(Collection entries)
········

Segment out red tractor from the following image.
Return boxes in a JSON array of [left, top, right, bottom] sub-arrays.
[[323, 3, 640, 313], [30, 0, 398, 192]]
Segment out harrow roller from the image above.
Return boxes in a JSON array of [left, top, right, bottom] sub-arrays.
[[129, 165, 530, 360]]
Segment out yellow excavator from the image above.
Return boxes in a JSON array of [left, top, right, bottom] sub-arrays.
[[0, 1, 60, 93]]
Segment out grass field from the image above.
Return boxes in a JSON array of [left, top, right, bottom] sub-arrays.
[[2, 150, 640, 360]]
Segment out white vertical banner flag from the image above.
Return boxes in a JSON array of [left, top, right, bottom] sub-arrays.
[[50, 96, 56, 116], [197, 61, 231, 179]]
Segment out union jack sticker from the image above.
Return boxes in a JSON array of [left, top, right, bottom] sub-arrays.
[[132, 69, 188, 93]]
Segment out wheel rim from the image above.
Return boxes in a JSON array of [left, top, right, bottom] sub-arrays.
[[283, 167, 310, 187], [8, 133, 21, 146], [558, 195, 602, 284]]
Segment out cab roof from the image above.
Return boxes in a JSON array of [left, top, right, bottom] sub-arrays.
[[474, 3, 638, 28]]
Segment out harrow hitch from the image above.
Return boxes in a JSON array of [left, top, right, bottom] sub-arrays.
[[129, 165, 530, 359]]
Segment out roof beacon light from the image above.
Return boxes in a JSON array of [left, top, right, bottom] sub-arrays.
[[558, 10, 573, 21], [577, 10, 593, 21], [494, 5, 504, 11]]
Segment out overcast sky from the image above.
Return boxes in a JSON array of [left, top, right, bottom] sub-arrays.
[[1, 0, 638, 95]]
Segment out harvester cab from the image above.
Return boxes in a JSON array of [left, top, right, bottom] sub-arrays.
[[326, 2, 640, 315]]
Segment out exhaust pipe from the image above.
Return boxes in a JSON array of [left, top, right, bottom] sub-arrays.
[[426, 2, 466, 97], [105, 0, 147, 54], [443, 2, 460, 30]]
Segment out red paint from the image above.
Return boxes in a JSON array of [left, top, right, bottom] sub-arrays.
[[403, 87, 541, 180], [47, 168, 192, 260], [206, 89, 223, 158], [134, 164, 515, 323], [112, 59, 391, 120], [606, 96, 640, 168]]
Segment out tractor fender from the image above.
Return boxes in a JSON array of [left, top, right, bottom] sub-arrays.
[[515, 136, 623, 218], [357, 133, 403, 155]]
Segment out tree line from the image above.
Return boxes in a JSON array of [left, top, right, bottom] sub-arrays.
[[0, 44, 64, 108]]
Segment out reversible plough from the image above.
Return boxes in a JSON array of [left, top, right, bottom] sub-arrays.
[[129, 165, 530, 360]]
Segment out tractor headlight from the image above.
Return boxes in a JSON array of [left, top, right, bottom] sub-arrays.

········

Lines that contain "harrow" are to be copied from the records above.

Segment out harrow roller from the image above.
Segment out harrow hitch from the image above.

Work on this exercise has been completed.